===== Passage provided

We sat down with D.J. Benedetto to talk through the early decisions that shape hotel projects long before construction begins. From engaging operators sooner to using design-assist for real-time pricing and constructability insight, D.J. explains how early preconstruction alignment reduces redesign, protects schedules, and safeguards the guest experience.

Dive into DJ’s insights below.

Q: In hotel projects, the biggest surprises usually show up after drawings are “finished.” From your perspective, what early preconstruction conversations are owners not having soon enough, and how do those decisions shape cost and feasibility later?

Benedetto: One of the most overlooked early conversations is getting the hotel operator and management team fully engaged before design progresses too far. Too often, drawings move forward without their operational input, which can lead to redesign later.

The operator understands how the hotel needs to function day to day, from back-of-house flow to guest circulation and service logistics. Their input directly impacts layout, adjacencies, and long-term performance. When they are involved early, we avoid reworking scope, protect the schedule, and ensure the design aligns with how the property will actually operate.

Q: Many hotel renovations happen in tight urban sites or fully operational buildings. What does early preconstruction unlock in terms of phasing, logistics, and guest-impact planning that owners often overlook?

Benedetto: Early preconstruction gives the contractor a seat at the table to proactively plan around ongoing operations and the guest experience. In active hotels or tight urban environments, phasing, access, noise control, and material logistics are not secondary considerations, they are critical to success.

By identifying potential disruptions early, such as noise transmission, dust control, and delivery constraints, we can build mitigation strategies into the plan. That level of foresight limits scope creep, aligns expectations from the start, and protects both revenue and brand reputation during construction.

==========
===== The data

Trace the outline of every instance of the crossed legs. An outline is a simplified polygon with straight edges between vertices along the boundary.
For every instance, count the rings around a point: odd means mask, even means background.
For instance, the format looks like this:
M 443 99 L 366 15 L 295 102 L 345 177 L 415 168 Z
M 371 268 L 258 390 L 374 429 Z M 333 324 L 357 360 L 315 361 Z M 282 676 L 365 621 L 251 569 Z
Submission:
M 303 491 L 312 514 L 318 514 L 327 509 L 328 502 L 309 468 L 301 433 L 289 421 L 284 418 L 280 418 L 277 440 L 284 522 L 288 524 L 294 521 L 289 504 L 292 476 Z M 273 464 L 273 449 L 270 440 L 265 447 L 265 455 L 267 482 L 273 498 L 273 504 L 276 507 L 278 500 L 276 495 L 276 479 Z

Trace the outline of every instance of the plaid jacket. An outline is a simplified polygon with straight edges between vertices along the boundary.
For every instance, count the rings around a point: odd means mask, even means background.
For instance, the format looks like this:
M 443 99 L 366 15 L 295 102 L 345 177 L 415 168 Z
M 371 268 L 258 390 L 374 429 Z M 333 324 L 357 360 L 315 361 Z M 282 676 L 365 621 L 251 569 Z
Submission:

==========

What is being asked →
Answer these questions about the hotel preconstruction interview:
1. Which team does Benedetto say should be fully engaged before design progresses too far?
2. What three things does the operator's input directly impact?
3. Which potential disruptions does Benedetto say should be identified early?
The lines play no part in this work.

Solution for this problem →
1. The hotel operator and management team.
2. Layout, adjacencies, and long-term performance.
3. Noise transmission, dust control, and delivery constraints.